**What to produce**
From the records below, copy out each line that contains the word "yellow".

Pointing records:
## start
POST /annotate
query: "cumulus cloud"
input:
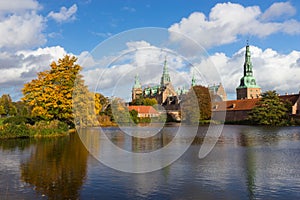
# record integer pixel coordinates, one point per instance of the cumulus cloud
(65, 14)
(114, 75)
(277, 10)
(273, 71)
(23, 66)
(17, 6)
(227, 21)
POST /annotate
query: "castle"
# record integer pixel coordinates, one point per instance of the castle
(167, 96)
(248, 94)
(164, 93)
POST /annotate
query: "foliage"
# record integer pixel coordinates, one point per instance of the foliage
(84, 106)
(50, 95)
(22, 108)
(19, 120)
(197, 97)
(144, 101)
(7, 107)
(41, 128)
(101, 103)
(270, 110)
(134, 116)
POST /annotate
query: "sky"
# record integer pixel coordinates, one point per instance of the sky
(111, 40)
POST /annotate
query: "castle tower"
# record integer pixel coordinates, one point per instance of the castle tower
(137, 91)
(248, 89)
(193, 80)
(165, 78)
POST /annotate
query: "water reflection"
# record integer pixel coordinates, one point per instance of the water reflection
(57, 167)
(247, 163)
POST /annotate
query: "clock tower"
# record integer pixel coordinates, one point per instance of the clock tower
(248, 89)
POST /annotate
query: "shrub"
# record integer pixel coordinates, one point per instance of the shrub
(17, 120)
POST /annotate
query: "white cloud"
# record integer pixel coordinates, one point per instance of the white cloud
(23, 66)
(226, 21)
(64, 14)
(116, 73)
(277, 10)
(13, 6)
(273, 71)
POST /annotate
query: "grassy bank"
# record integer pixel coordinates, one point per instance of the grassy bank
(39, 129)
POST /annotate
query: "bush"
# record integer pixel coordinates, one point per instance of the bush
(17, 120)
(41, 128)
(15, 131)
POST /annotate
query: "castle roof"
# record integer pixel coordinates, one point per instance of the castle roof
(248, 104)
(143, 109)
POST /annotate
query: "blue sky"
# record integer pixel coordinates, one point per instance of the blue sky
(38, 32)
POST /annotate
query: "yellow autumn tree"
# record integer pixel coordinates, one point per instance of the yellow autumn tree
(50, 95)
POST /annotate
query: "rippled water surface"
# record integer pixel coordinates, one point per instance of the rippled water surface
(247, 163)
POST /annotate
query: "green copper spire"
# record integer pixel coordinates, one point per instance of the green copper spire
(193, 80)
(248, 80)
(248, 65)
(137, 82)
(165, 76)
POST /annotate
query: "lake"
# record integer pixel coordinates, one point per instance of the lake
(248, 162)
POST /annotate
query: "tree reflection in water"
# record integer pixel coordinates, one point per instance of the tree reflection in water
(57, 167)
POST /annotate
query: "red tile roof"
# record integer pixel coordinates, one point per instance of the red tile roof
(243, 104)
(248, 104)
(291, 98)
(143, 109)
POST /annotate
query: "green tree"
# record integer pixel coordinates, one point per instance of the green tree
(270, 110)
(197, 97)
(50, 95)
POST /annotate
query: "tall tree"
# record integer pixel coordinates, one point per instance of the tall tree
(197, 104)
(50, 95)
(8, 107)
(270, 110)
## end
**Finished task**
query: "yellow autumn tree"
# record integer pixel coordinates, one point per instance of the yellow autumn tree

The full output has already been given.